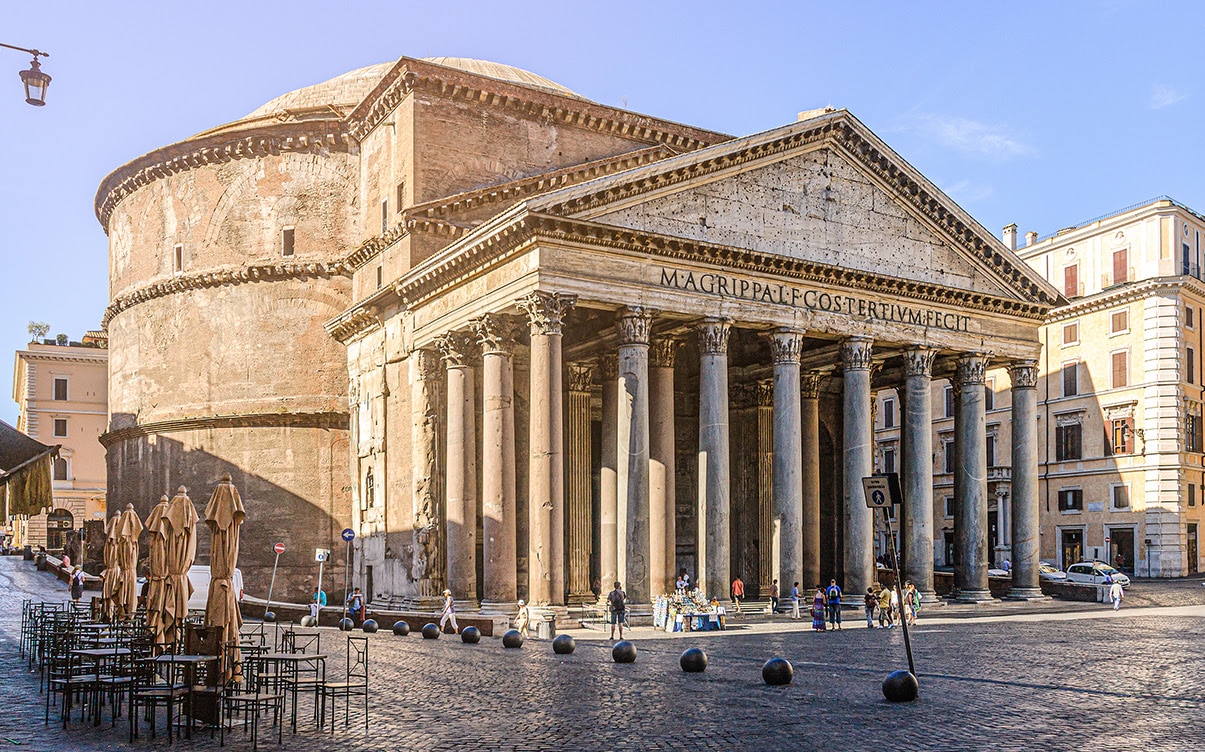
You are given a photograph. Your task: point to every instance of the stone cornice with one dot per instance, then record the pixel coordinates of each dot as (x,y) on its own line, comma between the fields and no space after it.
(411,75)
(335,421)
(259,140)
(221,277)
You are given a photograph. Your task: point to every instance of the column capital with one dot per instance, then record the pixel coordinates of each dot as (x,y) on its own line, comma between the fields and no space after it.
(663,352)
(786,345)
(856,353)
(971,370)
(918,362)
(713,336)
(546,311)
(810,385)
(1023,374)
(634,324)
(581,375)
(495,333)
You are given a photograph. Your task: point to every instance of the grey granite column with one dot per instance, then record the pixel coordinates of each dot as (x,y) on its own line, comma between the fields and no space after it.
(577,518)
(715,564)
(810,482)
(917,465)
(975,552)
(859,462)
(633,325)
(787,486)
(662,539)
(546,498)
(500,586)
(1026,585)
(460,481)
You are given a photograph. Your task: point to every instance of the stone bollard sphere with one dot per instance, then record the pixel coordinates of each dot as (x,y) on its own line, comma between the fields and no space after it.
(512,639)
(693,661)
(623,652)
(900,687)
(777,671)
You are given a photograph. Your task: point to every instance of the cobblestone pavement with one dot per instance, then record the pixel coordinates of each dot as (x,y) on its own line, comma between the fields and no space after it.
(1124,681)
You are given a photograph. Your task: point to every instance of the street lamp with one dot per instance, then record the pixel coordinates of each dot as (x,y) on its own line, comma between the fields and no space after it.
(34,78)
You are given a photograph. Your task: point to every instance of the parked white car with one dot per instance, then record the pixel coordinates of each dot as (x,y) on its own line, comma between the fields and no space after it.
(1094,573)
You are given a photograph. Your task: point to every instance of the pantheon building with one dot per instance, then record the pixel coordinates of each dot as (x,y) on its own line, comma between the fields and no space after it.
(525,344)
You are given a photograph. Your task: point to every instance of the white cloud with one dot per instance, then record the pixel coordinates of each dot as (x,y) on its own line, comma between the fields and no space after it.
(971,137)
(1164,95)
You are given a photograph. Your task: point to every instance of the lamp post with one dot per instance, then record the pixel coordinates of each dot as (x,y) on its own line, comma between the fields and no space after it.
(34,78)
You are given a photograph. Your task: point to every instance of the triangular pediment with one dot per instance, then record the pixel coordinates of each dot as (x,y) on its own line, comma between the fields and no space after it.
(823,191)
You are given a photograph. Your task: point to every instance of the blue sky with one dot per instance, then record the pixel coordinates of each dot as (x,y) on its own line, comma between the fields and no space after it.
(1041,113)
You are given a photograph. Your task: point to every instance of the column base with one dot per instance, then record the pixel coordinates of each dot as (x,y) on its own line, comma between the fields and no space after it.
(1028,594)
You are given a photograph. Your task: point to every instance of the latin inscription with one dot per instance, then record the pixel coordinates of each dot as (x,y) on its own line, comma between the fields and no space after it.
(738,288)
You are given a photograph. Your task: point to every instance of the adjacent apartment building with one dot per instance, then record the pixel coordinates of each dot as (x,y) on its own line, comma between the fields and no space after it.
(62,389)
(1120,399)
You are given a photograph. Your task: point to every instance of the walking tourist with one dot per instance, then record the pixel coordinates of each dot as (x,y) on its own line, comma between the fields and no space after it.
(617,600)
(834,604)
(448,612)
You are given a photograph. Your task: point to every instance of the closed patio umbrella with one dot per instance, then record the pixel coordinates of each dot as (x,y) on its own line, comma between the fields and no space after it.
(224,513)
(157,567)
(181,548)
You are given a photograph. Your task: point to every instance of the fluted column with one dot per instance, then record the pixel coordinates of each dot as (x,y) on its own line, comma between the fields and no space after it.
(460,481)
(500,586)
(633,327)
(579,518)
(1026,583)
(859,462)
(810,482)
(546,485)
(715,564)
(662,539)
(917,465)
(971,435)
(787,485)
(609,529)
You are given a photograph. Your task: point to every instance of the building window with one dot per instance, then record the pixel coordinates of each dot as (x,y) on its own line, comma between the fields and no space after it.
(1118,322)
(1120,369)
(1070,500)
(1120,495)
(1069,442)
(1121,266)
(1071,281)
(1070,334)
(1070,379)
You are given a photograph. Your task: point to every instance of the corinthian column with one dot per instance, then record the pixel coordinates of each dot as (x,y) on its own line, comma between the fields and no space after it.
(460,480)
(546,500)
(787,486)
(1026,585)
(859,462)
(500,586)
(970,538)
(633,325)
(579,520)
(715,562)
(917,440)
(662,540)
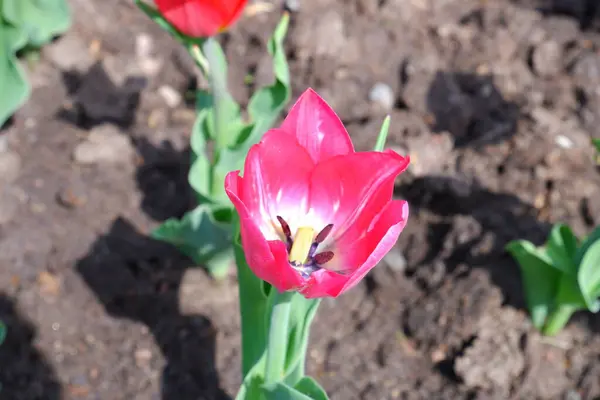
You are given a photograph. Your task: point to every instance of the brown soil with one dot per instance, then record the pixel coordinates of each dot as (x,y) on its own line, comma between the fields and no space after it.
(494,100)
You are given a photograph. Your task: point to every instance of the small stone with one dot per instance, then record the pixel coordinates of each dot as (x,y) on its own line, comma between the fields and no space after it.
(563,141)
(171,96)
(148,64)
(72,195)
(9,205)
(143,45)
(10,166)
(69,53)
(382,95)
(587,72)
(105,144)
(547,59)
(49,283)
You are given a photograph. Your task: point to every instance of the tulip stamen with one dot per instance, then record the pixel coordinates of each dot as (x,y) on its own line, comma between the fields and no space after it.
(287,232)
(303,246)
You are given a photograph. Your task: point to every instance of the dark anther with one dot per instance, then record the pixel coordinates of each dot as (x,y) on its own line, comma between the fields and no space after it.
(286,228)
(323,257)
(286,231)
(324,233)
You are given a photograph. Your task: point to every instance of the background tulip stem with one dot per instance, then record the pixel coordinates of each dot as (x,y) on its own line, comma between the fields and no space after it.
(278,337)
(217,78)
(200,59)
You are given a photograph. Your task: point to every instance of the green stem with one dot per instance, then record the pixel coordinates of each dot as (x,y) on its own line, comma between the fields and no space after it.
(218,85)
(201,61)
(557,320)
(278,336)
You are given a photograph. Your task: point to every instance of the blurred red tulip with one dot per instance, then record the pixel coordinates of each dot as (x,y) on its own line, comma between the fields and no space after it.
(315,215)
(201,18)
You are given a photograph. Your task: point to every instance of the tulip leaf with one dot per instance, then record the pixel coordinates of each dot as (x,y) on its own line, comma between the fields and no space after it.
(540,279)
(311,388)
(264,106)
(589,276)
(562,247)
(587,242)
(13,83)
(201,236)
(225,111)
(383,132)
(596,143)
(568,294)
(39,20)
(281,391)
(200,174)
(157,17)
(306,389)
(253,306)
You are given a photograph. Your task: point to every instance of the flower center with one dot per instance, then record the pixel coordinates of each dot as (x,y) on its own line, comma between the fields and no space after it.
(303,246)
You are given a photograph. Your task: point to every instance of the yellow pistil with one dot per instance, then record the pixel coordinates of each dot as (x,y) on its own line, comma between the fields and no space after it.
(302,242)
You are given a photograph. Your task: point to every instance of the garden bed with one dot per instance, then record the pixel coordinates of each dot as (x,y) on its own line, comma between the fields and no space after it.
(495,101)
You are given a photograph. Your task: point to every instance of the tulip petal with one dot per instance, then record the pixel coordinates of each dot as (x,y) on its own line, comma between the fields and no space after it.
(276,176)
(267,259)
(200,18)
(366,252)
(317,127)
(349,191)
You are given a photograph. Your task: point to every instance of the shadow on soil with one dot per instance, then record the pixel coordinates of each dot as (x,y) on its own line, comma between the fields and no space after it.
(586,12)
(97,98)
(24,372)
(163,181)
(138,278)
(474,228)
(471,108)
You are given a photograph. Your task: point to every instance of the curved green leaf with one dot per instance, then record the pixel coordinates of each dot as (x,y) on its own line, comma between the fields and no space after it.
(202,237)
(311,388)
(562,248)
(13,83)
(40,20)
(264,107)
(588,276)
(540,279)
(587,242)
(383,132)
(281,391)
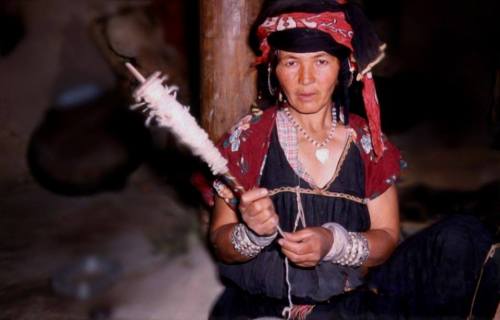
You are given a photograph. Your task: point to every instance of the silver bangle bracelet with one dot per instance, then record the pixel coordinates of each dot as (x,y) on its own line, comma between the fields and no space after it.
(242,243)
(348,248)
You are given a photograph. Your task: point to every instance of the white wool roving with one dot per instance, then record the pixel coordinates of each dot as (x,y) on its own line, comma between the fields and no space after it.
(162,105)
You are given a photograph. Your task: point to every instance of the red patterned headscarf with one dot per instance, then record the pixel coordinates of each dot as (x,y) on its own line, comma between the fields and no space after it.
(341,31)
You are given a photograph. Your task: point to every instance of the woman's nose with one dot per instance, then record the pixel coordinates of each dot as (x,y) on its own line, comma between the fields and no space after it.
(306,74)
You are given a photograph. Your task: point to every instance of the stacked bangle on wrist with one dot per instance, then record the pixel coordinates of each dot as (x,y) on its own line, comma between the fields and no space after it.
(247,243)
(348,248)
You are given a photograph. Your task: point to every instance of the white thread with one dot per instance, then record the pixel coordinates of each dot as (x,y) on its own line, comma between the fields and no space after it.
(162,105)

=-=-=

Your objective
Give back exactly the lines running from the line that has "the white thread" to the end of the entries above.

Exercise output
You are given a photograph. Your task: point to every instance of the white thread with one dot per instance, then record the pixel coordinates of each dot as (x,y) on its own line, comma between the fields and no space after it.
(162,105)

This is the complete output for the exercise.